(SELECTED TEXT):
------
That is sublime. Constance is natural when she turns away from the Cardinal, declaring that
He talks to me that never had a son.
In one respect both the sublime and ludicrous are easier than the realistic. They are not required to be true. A man with an imagination and culture may feign either of them without knowing the ways of men. To be realistic you must know accurately that which you describe. How often do we find in novels that the author makes an attempt at realism and falls into a bathos of absurdity, because he cannot use appropriate language? "No human being ever spoke like that," we say to ourselves,—while we should not question the naturalness of the production, either in the grand or the ridiculous.
------
(INFORMATION SHOWN):
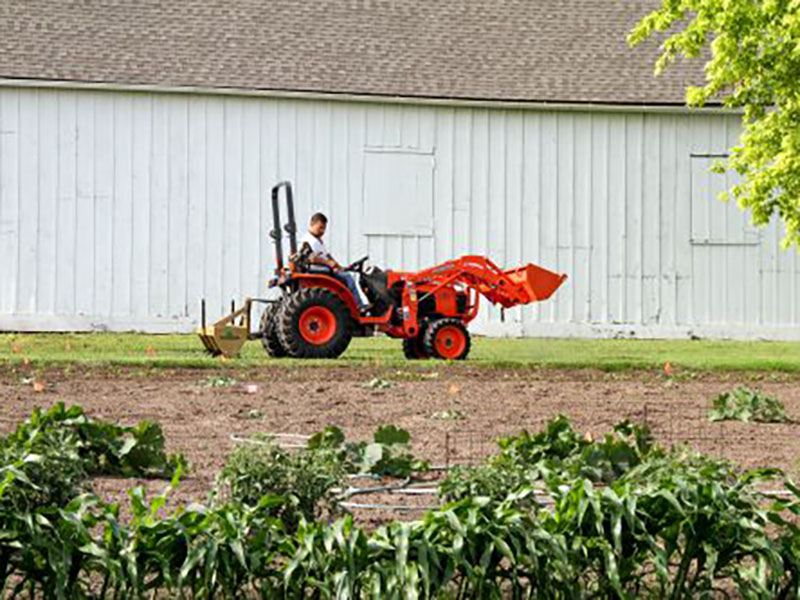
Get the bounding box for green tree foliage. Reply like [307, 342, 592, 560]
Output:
[628, 0, 800, 248]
------
(EXERCISE):
In the passage on the sublime and the realistic, answer each question:
(a) Whom does Constance turn away from?
(b) Why are both the sublime and the ludicrous easier than the realistic?
(c) What does an author fail to use when an attempt at realism falls into a bathos of absurdity?

(EXERCISE RESPONSE):
(a) The Cardinal.
(b) They are not required to be true.
(c) Appropriate language.